>> begin QUOTED TEXT

Skip to main content

Metrics

The Resonate server exposes a metrics endpoint :9090/metrics that is compatible with Prometheus.

The aio prefix refers to stuff that “goes out” of the server such as requests to the store, sending tasks to nodes, etc. Coroutines refers to the units of business logic in the Server.

Metrics exposed

aio_connection

Number of aio subsystem connections.

  • gauge
  • aio_connection{type="sender:poll"} 0

aio_in_flight_submissions

Number of in flight aio submissions.

  • gauge
  • aio_in_flight_submissions{type="store"} 0

aio_total_submissions

Total number of aio submissions.

  • counter
  • aio_total_submissions{status="success",type="store"} 0

aio_worker_count

Number of aio subsystem workers.

  • gauge
  • aio_worker_count{type="router"} 0
  • aio_worker_count{type="sender"} 0
  • aio_worker_count{type="sender:http"} 0
  • aio_worker_count{type="sender:poll"} 0
  • aio_worker_count{type="store:sqlite"} 0

aio_worker_in_flight_submissions

Number of in flight aio submissions.

  • gauge
  • aio_worker_in_flight_submissions{type="router",worker="0"} 0
  • aio_worker_in_flight_submissions{type="sender",worker="0"} 0
  • aio_worker_in_flight_submissions{type="sender:http",worker="0"} 0
  • aio_worker_in_flight_submissions{type="sender:poll",worker="0"} 0
  • aio_worker_in_flight_submissions{type="store:sqlite",worker="0"} 0

coroutines_in_flight number

Number of in flight coroutines.

>> end QUOTED TEXT

> [WRITTEN INSTRUCTION] Please carry the Resonate metrics page further, starting right after its last line. The records that come next are separate from the Resonate metrics page.

>> begin PROVIDED RECORDS

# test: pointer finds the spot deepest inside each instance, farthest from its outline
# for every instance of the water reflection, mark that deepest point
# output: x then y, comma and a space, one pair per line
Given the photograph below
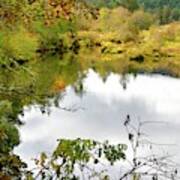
102, 111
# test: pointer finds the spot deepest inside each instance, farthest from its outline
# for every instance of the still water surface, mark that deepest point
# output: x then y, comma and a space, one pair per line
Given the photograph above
101, 111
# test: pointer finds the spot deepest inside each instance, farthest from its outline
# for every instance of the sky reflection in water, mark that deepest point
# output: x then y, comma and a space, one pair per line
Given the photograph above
104, 108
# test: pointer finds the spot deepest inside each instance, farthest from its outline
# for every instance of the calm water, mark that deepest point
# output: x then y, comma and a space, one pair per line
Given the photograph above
101, 111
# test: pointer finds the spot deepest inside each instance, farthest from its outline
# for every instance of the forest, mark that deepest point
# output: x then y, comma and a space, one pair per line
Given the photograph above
46, 45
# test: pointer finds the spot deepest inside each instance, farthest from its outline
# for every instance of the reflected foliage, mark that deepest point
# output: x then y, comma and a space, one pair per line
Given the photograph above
74, 159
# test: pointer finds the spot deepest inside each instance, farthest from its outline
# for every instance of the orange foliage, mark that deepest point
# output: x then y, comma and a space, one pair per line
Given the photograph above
59, 85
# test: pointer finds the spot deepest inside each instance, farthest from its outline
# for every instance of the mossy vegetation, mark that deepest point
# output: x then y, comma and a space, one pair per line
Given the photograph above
46, 46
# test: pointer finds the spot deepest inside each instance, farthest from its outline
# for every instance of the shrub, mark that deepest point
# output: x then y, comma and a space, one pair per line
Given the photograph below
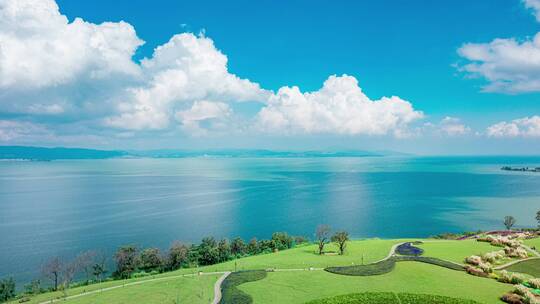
409, 249
534, 283
512, 298
473, 260
231, 294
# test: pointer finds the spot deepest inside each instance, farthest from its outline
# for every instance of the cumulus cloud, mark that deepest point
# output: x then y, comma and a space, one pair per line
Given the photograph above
509, 65
523, 127
39, 47
186, 69
339, 107
534, 5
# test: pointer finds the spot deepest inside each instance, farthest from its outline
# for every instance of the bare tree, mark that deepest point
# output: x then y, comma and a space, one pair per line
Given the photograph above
52, 270
341, 238
509, 222
322, 234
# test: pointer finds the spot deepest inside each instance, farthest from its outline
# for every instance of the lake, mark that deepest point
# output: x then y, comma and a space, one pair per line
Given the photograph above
64, 207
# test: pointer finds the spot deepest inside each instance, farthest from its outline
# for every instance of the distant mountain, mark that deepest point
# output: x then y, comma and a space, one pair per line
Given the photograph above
43, 154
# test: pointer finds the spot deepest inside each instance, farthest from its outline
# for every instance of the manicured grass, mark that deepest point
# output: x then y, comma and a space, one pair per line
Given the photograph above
411, 277
197, 289
306, 256
391, 298
533, 243
231, 294
530, 267
455, 251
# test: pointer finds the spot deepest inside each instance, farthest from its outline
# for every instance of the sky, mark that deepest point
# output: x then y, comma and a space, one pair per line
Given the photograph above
419, 76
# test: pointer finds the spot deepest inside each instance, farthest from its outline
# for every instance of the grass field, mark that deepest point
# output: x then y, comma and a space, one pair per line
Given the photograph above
455, 251
306, 256
531, 267
413, 277
533, 243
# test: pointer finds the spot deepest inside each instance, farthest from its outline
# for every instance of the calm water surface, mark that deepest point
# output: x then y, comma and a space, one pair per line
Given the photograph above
64, 207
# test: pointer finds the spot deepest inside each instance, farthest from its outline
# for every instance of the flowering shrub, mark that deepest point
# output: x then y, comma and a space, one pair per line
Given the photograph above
473, 260
534, 283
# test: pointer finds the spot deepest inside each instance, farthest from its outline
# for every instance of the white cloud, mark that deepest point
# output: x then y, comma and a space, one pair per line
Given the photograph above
509, 65
40, 48
452, 126
186, 69
523, 127
339, 107
534, 5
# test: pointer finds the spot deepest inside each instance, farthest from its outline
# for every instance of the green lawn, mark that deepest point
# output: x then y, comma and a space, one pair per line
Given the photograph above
198, 289
530, 267
456, 251
412, 277
533, 243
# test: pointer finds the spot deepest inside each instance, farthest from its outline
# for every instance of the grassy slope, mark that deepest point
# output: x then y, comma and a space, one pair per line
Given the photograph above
305, 256
530, 267
456, 251
198, 289
533, 243
299, 287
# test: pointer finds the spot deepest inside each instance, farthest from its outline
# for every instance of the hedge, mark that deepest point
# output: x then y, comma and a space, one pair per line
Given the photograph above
232, 295
391, 298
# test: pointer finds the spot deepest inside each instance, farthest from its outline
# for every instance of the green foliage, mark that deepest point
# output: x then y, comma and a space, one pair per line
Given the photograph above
127, 261
151, 260
381, 267
7, 289
231, 294
390, 298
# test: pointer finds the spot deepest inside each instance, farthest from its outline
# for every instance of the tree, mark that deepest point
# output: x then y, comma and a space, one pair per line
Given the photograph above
127, 261
509, 222
151, 260
238, 247
208, 251
7, 289
341, 238
282, 240
322, 234
224, 250
85, 261
52, 270
253, 247
178, 255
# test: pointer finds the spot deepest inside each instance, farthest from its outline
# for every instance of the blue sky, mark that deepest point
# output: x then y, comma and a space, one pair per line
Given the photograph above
414, 50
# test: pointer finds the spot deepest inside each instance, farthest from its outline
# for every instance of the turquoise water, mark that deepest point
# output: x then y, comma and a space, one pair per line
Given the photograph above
64, 207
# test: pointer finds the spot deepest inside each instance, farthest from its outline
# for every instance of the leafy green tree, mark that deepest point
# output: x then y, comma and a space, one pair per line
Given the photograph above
208, 251
282, 240
224, 250
253, 247
341, 238
127, 261
7, 289
238, 247
151, 260
509, 222
323, 235
178, 256
52, 270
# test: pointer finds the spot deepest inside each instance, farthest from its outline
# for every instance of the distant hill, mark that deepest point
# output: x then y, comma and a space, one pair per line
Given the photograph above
43, 154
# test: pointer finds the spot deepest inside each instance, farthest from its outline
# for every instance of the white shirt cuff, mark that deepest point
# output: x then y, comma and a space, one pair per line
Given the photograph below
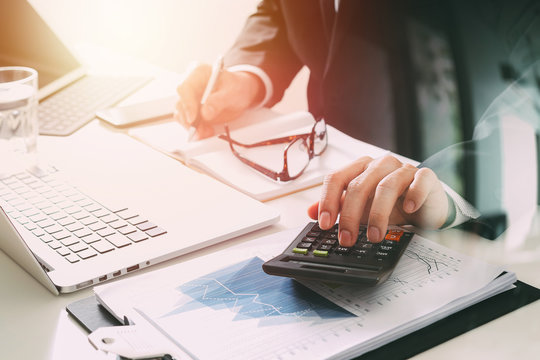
464, 210
261, 74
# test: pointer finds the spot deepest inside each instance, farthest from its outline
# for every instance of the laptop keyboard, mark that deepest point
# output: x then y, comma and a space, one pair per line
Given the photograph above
72, 224
70, 108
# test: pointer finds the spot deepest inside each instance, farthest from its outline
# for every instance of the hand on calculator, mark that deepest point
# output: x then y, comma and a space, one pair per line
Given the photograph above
379, 192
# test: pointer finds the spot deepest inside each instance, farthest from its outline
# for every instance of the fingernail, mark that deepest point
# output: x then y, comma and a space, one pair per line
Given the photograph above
373, 234
409, 206
208, 112
324, 220
345, 238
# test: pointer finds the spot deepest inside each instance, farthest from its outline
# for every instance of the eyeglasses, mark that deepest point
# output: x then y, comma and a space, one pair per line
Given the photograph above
297, 154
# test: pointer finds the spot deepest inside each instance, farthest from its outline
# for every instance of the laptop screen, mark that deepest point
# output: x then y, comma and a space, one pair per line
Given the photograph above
28, 41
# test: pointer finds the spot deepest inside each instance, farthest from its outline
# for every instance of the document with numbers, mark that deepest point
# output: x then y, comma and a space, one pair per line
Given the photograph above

>> end PROVIDED RECORDS

> [TASK RESPONSE]
  • gauge
  • coroutines_in_flight{type="EnqueueTasks"} 0
  • coroutines_in_flight{type="SchedulePromises"} 0
  • coroutines_in_flight{type="TimeoutLocks"} 0
  • coroutines_in_flight{type="TimeoutPromises"} 0
  • coroutines_in_flight{type="TimeoutTasks"} 0

coroutines_total

Total number of coroutines.

  • counter
  • coroutines_total{type="EnqueueTasks"} 0
  • coroutines_total{type="SchedulePromises"} 0
  • coroutines_total{type="TimeoutLocks"} 0
  • coroutines_total{type="TimeoutPromises"} 0
  • coroutines_total{type="TimeoutTasks"} 0

Using Prometheus

Quick start

  1. Download Prometheus: https://prometheus.io/download/

  2. Configure Prometheus to scrape Resonate metrics:

prometheus.yml
YAML
global:
scrape_interval: 15s
evaluation_interval: 15s

scrape_configs:
- job_name: "resonate-server"
static_configs:
- targets: ["localhost:9090"] # Resonate metrics endpoint
labels:
app: "resonate"
env: "production"
  1. Start Prometheus:
Shell
# Run on port 9091 to avoid conflict with Resonate (which uses 9090)
./prometheus --config.file=prometheus.yml --web.listen-address=:9091
  1. Access Prometheus UI:

Open http://localhost:9091 to query metrics and build dashboards.

Prometheus in Docker

docker-compose.yml
YAML
version: '3.8'
services:
resonate-server:
image: resonatehq/resonate:latest
ports:
- "8001:8001"
- "9090:9090" # Metrics endpoint

prometheus:
image: prom/prometheus:latest
ports:
- "9091:9090"
volumes:
- ./prometheus.yml:/etc/prometheus/prometheus.yml
- prometheus-data:/prometheus
command:
- '--config.file=/etc/prometheus/prometheus.yml'

volumes:
prometheus-data:

Prometheus in Kubernetes

prometheus-config.yaml
YAML
apiVersion: v1
kind: ConfigMap
metadata:
name: prometheus-config
data:
prometheus.yml: |
global:
scrape_interval: 15s
scrape_configs:
- job_name: 'resonate'
kubernetes_sd_configs:
- role: pod
namespaces:
names:
- default
relabel_configs:
- source_labels: [__meta_kubernetes_pod_label_app]
regex: resonate-server
action: keep

Using Grafana

Grafana visualizes metrics from Prometheus.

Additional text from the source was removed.